##### Task input #####

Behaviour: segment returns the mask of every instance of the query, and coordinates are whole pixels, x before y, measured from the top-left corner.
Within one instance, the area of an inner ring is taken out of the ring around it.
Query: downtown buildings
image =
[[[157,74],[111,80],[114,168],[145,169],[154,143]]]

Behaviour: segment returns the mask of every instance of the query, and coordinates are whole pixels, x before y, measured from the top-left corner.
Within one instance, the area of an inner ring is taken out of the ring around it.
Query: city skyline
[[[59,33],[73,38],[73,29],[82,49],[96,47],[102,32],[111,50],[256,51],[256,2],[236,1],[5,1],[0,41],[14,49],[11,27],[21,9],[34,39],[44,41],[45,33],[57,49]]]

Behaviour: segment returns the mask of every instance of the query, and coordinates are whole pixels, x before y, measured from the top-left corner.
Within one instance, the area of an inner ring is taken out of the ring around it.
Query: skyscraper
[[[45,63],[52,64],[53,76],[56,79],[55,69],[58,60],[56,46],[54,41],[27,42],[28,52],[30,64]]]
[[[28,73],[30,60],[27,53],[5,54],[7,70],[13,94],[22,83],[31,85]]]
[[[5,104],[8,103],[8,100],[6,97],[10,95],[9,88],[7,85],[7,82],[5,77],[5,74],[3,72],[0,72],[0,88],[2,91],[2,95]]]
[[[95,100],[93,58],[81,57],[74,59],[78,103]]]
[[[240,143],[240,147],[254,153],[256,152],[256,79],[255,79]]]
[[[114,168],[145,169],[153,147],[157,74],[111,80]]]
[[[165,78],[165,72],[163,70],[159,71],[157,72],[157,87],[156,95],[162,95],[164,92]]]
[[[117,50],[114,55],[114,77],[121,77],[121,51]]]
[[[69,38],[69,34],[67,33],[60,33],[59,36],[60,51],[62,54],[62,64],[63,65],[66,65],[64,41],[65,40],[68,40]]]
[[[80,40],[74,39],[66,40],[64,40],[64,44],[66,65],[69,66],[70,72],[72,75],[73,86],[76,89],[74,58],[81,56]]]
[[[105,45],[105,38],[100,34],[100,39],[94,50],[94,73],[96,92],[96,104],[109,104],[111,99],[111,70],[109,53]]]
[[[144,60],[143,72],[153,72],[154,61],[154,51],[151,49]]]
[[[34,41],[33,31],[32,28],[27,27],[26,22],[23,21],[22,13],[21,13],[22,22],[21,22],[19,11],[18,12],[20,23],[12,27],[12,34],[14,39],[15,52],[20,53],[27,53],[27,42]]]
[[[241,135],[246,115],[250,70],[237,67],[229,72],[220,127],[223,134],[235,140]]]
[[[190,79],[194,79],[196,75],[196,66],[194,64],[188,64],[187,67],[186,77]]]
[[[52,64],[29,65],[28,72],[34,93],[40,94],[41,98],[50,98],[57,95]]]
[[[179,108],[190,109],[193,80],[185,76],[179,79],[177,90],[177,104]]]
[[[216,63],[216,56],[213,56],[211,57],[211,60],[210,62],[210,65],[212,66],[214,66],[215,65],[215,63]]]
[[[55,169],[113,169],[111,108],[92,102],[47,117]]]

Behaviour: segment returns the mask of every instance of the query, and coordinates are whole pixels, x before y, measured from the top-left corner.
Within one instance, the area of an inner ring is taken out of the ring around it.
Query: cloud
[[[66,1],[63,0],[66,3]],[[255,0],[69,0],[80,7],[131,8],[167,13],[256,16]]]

#####
##### Task input #####

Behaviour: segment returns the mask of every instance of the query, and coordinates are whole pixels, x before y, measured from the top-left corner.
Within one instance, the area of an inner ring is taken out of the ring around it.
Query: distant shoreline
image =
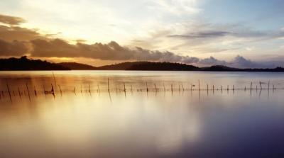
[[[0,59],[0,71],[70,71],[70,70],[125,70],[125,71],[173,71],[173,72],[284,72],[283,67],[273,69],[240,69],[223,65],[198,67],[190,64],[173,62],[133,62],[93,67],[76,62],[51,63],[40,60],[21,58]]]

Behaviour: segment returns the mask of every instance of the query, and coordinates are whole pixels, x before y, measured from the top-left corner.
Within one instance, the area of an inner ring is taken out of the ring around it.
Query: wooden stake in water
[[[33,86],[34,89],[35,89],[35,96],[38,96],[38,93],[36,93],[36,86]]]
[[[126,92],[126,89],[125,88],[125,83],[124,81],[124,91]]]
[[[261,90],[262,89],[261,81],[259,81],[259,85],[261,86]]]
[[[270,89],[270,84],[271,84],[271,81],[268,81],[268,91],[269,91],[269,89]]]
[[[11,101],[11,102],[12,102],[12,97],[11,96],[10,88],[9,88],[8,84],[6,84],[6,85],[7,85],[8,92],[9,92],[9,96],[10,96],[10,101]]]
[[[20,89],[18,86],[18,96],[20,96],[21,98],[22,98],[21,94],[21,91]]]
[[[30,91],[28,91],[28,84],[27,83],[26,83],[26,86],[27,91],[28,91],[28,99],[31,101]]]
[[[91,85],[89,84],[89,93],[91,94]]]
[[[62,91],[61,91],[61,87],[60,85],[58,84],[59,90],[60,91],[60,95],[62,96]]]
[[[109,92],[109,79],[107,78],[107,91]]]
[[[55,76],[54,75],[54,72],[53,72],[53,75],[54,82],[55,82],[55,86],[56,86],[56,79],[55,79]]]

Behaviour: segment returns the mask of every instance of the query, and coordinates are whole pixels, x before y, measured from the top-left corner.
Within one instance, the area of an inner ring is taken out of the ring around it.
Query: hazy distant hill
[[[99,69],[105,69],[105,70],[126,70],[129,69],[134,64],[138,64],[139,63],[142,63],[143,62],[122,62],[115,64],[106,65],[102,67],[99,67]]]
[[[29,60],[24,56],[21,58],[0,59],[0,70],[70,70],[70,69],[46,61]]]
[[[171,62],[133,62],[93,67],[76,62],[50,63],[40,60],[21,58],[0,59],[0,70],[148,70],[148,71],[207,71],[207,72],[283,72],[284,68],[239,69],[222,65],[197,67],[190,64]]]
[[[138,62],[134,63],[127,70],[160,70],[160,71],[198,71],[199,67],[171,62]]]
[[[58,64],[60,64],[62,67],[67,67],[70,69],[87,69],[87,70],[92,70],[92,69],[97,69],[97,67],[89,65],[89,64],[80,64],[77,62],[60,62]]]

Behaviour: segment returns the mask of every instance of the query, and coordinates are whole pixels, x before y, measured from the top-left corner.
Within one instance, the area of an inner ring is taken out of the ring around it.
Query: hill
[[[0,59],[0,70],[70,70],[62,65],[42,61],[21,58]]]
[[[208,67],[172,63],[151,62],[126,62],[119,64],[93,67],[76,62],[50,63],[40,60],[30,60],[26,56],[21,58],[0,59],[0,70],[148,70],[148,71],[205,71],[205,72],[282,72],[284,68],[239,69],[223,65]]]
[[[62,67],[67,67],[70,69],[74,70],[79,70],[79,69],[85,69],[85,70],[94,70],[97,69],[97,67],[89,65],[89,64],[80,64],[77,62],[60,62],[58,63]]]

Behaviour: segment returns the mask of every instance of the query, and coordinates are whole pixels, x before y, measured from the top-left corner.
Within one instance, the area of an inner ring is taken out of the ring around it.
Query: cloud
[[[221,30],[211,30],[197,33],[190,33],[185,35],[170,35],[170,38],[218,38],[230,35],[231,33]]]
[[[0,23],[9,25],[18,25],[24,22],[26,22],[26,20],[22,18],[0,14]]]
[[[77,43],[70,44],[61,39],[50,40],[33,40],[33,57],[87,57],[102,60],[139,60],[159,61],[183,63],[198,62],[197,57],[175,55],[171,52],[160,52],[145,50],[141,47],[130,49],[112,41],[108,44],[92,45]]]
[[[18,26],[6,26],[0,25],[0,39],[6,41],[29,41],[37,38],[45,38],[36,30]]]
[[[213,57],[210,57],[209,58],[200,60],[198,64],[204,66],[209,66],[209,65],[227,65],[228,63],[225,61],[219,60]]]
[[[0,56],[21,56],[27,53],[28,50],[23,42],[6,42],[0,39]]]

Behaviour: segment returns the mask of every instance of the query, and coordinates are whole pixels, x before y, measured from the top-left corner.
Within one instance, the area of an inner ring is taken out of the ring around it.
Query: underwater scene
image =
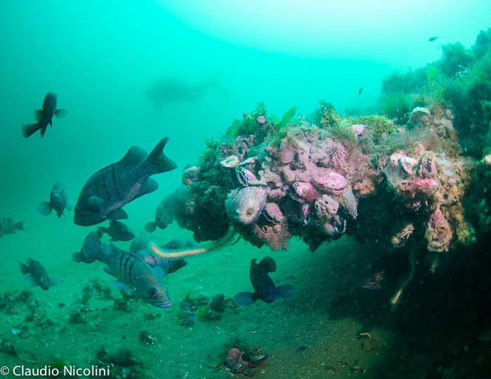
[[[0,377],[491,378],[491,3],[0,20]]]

#####
##### Task input #####

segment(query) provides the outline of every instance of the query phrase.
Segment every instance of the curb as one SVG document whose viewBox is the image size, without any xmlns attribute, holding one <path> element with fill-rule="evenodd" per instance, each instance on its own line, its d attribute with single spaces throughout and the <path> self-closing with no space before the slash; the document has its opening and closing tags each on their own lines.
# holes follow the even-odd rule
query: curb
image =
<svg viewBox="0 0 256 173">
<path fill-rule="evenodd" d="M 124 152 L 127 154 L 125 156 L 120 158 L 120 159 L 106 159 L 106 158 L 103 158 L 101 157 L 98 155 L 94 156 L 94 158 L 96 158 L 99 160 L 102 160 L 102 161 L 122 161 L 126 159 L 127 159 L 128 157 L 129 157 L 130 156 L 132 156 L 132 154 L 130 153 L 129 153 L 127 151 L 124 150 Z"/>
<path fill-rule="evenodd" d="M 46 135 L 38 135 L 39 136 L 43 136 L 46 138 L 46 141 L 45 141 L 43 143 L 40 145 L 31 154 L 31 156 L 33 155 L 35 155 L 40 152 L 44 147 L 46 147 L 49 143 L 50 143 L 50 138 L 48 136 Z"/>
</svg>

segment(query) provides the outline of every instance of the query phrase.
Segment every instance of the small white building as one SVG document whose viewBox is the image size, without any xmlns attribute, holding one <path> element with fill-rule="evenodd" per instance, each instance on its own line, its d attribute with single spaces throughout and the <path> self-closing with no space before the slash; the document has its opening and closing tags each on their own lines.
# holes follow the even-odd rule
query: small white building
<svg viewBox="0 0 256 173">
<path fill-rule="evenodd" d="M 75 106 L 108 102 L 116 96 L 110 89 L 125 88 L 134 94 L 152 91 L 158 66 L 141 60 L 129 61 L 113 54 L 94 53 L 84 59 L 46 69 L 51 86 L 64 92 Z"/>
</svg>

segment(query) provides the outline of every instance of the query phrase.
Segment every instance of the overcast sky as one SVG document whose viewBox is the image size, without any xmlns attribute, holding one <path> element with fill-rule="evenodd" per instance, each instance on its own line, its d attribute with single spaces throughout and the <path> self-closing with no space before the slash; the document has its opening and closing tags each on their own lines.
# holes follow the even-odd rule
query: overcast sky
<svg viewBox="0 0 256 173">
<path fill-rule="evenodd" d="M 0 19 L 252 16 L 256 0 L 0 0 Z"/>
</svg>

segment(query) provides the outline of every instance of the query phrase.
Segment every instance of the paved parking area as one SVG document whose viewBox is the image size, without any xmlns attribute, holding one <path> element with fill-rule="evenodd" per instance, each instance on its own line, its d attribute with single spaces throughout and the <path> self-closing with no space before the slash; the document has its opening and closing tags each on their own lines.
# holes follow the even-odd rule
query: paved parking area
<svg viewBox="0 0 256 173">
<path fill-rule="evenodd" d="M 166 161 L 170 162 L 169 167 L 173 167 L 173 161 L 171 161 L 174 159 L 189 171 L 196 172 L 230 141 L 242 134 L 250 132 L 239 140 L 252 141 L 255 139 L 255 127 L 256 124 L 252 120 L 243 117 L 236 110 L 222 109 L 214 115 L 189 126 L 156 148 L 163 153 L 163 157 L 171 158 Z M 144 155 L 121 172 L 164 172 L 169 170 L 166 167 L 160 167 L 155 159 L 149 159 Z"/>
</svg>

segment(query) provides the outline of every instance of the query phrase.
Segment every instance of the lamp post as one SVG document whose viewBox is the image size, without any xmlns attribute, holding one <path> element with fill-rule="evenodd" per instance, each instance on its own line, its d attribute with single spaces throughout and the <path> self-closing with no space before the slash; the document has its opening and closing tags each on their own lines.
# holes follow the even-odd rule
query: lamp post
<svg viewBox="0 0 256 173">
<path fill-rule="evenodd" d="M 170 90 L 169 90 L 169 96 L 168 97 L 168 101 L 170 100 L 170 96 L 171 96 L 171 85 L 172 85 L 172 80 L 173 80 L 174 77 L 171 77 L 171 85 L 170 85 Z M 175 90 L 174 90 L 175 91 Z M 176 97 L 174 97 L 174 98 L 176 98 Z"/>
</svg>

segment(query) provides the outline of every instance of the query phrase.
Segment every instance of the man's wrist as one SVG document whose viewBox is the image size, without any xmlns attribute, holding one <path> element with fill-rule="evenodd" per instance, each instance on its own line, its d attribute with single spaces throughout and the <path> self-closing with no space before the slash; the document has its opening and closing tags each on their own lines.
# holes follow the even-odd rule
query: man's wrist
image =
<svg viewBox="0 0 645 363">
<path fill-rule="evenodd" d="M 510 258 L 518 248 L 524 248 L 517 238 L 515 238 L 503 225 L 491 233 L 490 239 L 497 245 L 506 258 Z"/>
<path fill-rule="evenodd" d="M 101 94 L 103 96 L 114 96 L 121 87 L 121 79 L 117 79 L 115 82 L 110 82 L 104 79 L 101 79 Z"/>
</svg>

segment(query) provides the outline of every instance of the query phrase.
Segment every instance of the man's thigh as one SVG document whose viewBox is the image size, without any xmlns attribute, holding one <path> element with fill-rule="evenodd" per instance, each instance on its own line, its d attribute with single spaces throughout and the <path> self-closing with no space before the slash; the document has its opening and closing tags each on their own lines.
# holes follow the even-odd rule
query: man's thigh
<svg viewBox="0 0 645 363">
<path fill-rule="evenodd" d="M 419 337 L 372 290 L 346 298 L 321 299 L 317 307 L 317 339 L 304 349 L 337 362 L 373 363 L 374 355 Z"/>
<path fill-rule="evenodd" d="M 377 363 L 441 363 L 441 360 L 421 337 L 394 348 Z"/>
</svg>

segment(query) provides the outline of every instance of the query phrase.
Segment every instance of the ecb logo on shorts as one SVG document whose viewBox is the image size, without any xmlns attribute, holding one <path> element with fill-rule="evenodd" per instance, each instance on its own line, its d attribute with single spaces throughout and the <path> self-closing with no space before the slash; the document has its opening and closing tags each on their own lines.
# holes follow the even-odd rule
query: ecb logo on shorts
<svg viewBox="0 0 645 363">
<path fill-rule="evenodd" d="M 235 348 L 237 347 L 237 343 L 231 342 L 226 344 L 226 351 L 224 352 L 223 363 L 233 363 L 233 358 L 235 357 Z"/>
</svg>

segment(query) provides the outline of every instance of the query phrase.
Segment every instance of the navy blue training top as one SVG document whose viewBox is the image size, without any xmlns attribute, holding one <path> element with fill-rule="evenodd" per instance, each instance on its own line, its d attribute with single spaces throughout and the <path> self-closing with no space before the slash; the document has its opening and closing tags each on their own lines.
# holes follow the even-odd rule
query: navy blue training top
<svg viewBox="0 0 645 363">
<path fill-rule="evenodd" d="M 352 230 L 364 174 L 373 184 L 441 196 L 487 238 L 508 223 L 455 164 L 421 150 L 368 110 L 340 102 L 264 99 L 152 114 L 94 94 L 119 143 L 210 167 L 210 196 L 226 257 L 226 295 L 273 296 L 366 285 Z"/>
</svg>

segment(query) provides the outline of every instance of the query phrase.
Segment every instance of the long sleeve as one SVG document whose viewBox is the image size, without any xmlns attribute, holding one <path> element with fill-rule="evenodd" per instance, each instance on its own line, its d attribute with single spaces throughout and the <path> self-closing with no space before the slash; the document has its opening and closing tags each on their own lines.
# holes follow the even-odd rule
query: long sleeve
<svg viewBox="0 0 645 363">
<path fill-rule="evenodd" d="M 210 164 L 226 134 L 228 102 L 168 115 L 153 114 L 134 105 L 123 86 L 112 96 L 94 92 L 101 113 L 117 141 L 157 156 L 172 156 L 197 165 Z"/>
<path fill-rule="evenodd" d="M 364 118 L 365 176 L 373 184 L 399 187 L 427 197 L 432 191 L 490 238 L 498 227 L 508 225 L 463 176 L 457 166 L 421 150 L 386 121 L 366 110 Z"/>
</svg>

#####

Pull out every line in the items above that contains the string "shorts", and copy each one in full. Match the case exactly.

=== Finished task ===
Segment every instance of the ecb logo on shorts as one SVG document whose viewBox is the image size, without any xmlns attribute, holding one <path> element with fill-rule="evenodd" per instance, each instance on its own line, its d attribute with single spaces throughout and the <path> self-closing with no space before the slash; the document has its opening and closing tags each on their own lines.
query: ecb logo on shorts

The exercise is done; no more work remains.